● EXERCISE BRIEF: Set down all of the entries word for word, omitting the images they contain.

Saved data entries:
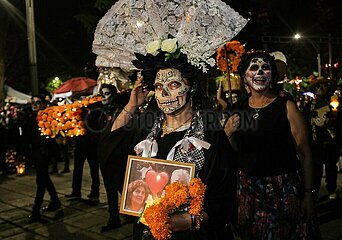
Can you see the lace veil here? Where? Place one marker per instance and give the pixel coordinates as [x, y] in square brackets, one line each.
[200, 27]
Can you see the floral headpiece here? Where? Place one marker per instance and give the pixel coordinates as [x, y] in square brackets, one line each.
[135, 27]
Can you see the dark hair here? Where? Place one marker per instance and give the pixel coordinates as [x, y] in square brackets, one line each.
[111, 88]
[248, 56]
[40, 96]
[151, 64]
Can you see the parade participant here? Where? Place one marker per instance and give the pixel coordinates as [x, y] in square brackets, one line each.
[275, 189]
[86, 148]
[111, 170]
[179, 120]
[325, 127]
[172, 43]
[41, 155]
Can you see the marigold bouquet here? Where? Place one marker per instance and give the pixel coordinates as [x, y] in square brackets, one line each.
[65, 120]
[178, 198]
[234, 47]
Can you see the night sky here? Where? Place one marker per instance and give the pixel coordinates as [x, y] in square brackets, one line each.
[64, 46]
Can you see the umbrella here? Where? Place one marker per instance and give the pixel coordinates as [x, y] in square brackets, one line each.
[76, 84]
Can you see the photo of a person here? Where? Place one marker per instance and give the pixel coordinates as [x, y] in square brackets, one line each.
[180, 175]
[137, 194]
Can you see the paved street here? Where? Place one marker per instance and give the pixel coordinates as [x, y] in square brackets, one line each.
[83, 220]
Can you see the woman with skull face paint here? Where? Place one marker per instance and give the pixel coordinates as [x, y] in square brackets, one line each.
[275, 189]
[178, 123]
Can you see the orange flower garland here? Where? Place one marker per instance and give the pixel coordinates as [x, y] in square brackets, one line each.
[177, 197]
[65, 120]
[231, 46]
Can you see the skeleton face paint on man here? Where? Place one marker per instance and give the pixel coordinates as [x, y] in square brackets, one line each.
[107, 96]
[171, 90]
[258, 74]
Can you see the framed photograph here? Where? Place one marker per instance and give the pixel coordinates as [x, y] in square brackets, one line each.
[146, 179]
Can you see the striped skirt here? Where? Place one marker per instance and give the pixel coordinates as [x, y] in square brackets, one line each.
[269, 208]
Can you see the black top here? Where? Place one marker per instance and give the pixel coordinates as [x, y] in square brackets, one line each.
[218, 173]
[266, 146]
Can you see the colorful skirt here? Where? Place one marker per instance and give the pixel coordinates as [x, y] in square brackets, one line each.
[269, 208]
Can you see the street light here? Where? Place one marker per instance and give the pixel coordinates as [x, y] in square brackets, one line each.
[316, 41]
[317, 48]
[31, 38]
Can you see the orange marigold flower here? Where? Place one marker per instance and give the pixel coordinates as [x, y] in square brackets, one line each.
[234, 47]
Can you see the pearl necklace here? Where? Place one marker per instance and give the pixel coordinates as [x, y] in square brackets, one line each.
[256, 110]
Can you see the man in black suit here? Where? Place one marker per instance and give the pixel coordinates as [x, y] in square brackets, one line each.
[112, 167]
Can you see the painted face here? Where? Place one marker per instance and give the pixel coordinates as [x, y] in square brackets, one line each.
[170, 90]
[107, 96]
[36, 104]
[138, 196]
[258, 74]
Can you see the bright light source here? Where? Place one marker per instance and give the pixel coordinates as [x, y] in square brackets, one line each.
[297, 36]
[140, 24]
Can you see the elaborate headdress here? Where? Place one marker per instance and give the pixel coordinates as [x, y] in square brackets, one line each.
[195, 28]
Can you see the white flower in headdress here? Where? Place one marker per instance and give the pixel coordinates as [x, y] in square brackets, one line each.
[169, 45]
[153, 47]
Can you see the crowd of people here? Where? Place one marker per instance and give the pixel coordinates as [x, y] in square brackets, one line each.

● ANSWER IN FULL:
Can you see the lace veil here? Where? Place one marker per instance and give the pixel coordinates as [x, y] in square brackets, one line each.
[200, 27]
Can you see the floral headpiece here? Where? Place one marker per instance and give the pixel coordinates as [x, y] in square brackets, one line each.
[135, 27]
Can you see the dark hair here? Where? Place one marker per instance and give the pixel coordinates as [x, y] in square brackets, one line each.
[111, 88]
[248, 56]
[40, 96]
[151, 64]
Can you see the parade participant here? Where? Place one marker per instance and give the pixel coordinates as [x, y] in square brackets, one line each.
[275, 189]
[86, 148]
[111, 170]
[179, 120]
[325, 127]
[172, 43]
[41, 155]
Can you see the marigold bouquet here? Where? Place one marker per instance and give the pixel coordinates as [x, y] in square brackets, one line each.
[65, 120]
[178, 198]
[234, 47]
Can you see the night sky here? Where? Place one marker per instance and give the pixel coordinates as [x, y] in square brackets, one line each.
[64, 46]
Can you see the umbrella here? Where? Place one marker per instance and give the pixel coordinates as [x, y] in square brackets, one line each.
[76, 84]
Can you see the photo of a person here? Where? Place one marker per instance and give the pixel coordinates as [x, y] in square brackets, one line each.
[180, 175]
[137, 194]
Can you see the paved street here? Where? Place one marker per instance and give the pixel coordinates as [x, y] in square brackets, one line each.
[83, 220]
Can you see the woman with skull face paint here? Where? Place one marker per instance and give the pixel coordinates as [x, y] in square brackets, one line each.
[275, 189]
[178, 123]
Can you see the orange flower garland here? Where? Place one marker per instance and give the pixel coordinates as [x, y] in square brackets, one line each.
[177, 197]
[65, 120]
[231, 46]
Can you see the skeleton face paint on man here? Where? Place one marker per instance and give the pixel coordinates as [x, y] in square brackets, one line each.
[107, 96]
[171, 90]
[258, 74]
Can you see the framed photograph here? Where? Place one marker per instance and give the pixel coordinates as [x, y] in square brackets, one line each.
[146, 179]
Can you see the striped skirt here? Where? Place one marker per instance and give the pixel coordinates as [x, y] in square brackets, one line each.
[269, 208]
Can you see the black top here? Where? Place one marker per instance and give the pixel coordinates as [x, y] in square brackets, one line each.
[218, 173]
[266, 146]
Can you see the colorful skirt here? Where? Place one marker per instance and give the pixel coordinates as [x, y] in square brackets, one line each.
[269, 208]
Can you see the street light here? Where? Place one marker per instance and give the pixel coordinates as [x, y] in square brackets, one line each.
[316, 41]
[317, 48]
[31, 38]
Can you see the orange marigold flower here? Where? Place one marker per instance and give the pixel coordinates as [x, y] in square brackets, one line each.
[234, 47]
Can you see the pearl necklace here? Where? Place one marker per instance and give the pixel coordinates as [x, y] in square brackets, one line each.
[256, 110]
Can you see the man in black suit here? Where? Place one marker per instance and give the pixel coordinates as [x, y] in square brackets, one line each.
[112, 167]
Can you see the painted face here? Where? Place one marker per instance and give the pixel coordinates as [x, y] in square brackets, one line each.
[170, 90]
[107, 96]
[36, 104]
[138, 196]
[258, 74]
Can you see the bright light source here? Where? Place one marker per instance and give the pixel coordinates as [x, y] in square brackets, one line each.
[297, 36]
[140, 24]
Can you see the elaborate headdress here? Where? Place one marker per instance and give the pixel coordinates as [x, y] in square brackets, one line each.
[195, 28]
Can you see the white flower in headdress here? Where? Place one marker per instance and give the pixel coordinates as [x, y] in square brackets, one line each.
[169, 45]
[153, 47]
Can you see the crowd of people here? Where? Place one marker per instance and give the pixel coordinates as [x, y] in square brackets, one line each.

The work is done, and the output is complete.